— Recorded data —
-*-*-

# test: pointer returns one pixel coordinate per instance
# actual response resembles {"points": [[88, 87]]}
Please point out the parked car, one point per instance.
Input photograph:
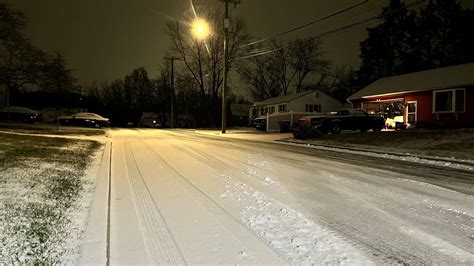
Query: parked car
{"points": [[351, 119], [307, 127], [150, 121], [23, 114], [84, 119]]}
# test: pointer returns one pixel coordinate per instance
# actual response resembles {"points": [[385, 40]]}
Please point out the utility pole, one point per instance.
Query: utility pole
{"points": [[226, 60], [171, 60]]}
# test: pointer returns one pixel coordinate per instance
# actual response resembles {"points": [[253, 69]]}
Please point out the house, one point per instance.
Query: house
{"points": [[239, 114], [293, 106], [438, 97]]}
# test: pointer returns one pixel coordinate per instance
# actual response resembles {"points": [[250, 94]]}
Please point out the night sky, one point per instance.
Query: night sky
{"points": [[107, 39]]}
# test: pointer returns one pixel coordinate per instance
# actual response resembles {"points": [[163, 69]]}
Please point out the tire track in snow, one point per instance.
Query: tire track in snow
{"points": [[380, 248], [160, 243], [311, 244]]}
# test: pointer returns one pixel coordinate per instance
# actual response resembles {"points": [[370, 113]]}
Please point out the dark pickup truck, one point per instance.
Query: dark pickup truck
{"points": [[351, 119], [344, 119]]}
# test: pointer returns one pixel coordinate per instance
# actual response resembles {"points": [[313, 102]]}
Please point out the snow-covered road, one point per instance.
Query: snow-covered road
{"points": [[184, 198]]}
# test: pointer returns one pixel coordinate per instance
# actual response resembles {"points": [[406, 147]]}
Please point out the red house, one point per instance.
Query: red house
{"points": [[441, 97]]}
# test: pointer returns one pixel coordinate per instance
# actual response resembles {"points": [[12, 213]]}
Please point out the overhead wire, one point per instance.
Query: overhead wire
{"points": [[326, 34], [305, 25]]}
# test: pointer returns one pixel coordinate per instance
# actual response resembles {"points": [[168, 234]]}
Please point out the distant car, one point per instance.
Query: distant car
{"points": [[150, 122], [351, 119], [84, 119], [22, 114]]}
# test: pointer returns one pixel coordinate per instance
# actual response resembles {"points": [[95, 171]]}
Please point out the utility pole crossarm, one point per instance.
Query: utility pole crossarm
{"points": [[171, 60], [226, 60]]}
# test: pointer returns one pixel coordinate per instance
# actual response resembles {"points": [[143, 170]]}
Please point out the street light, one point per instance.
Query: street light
{"points": [[200, 29]]}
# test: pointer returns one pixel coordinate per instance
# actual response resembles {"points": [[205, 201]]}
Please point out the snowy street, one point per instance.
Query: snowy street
{"points": [[179, 197]]}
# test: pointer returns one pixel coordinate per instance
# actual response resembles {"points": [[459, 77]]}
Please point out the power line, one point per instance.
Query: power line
{"points": [[305, 25], [328, 33]]}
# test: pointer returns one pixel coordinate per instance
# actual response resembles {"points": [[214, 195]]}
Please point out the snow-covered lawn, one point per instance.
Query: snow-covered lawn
{"points": [[45, 190]]}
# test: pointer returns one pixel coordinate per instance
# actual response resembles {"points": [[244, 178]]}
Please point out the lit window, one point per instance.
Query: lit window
{"points": [[310, 108], [282, 108], [449, 101]]}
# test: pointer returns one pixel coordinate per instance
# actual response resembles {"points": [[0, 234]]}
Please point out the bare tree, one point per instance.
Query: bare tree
{"points": [[306, 58], [203, 60], [285, 69]]}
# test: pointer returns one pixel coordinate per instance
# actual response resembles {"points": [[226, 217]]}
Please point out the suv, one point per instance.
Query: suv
{"points": [[351, 119]]}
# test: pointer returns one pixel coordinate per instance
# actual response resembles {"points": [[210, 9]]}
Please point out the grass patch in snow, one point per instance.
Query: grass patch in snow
{"points": [[442, 143], [41, 181]]}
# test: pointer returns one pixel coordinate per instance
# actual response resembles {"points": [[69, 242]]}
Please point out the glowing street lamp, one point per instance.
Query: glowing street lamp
{"points": [[200, 29]]}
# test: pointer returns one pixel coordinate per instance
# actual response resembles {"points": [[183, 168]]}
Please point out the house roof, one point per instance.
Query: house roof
{"points": [[440, 78], [282, 99], [240, 109]]}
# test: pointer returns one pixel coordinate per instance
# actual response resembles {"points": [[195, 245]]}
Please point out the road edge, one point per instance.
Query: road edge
{"points": [[94, 246]]}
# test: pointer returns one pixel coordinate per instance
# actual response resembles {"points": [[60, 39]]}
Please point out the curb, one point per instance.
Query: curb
{"points": [[94, 247], [342, 148]]}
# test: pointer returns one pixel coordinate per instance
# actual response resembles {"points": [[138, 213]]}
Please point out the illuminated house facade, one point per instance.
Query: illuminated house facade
{"points": [[442, 97]]}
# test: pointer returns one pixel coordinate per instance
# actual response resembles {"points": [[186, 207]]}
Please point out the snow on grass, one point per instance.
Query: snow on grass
{"points": [[42, 184], [457, 164], [297, 238]]}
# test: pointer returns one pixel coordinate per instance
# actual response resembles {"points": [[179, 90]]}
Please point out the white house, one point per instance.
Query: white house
{"points": [[293, 106]]}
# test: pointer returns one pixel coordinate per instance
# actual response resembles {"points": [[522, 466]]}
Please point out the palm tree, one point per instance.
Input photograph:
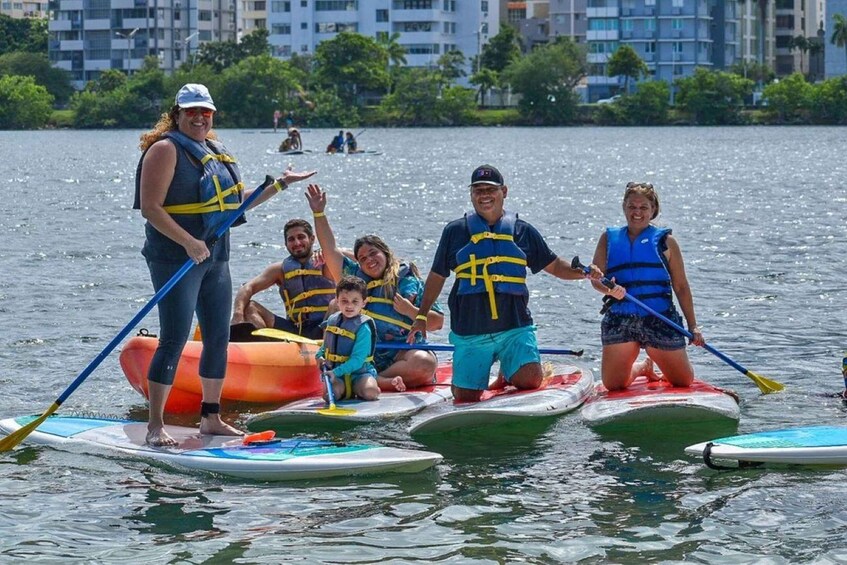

-*-*-

— Given request —
Locate every line in the data above that contains the string "road", and copy each such line in full.

— Solution below —
Please point out the snow-covered road, one point per instance.
Query: snow-covered road
Please point out the road edge, one point per instance.
Query: road edge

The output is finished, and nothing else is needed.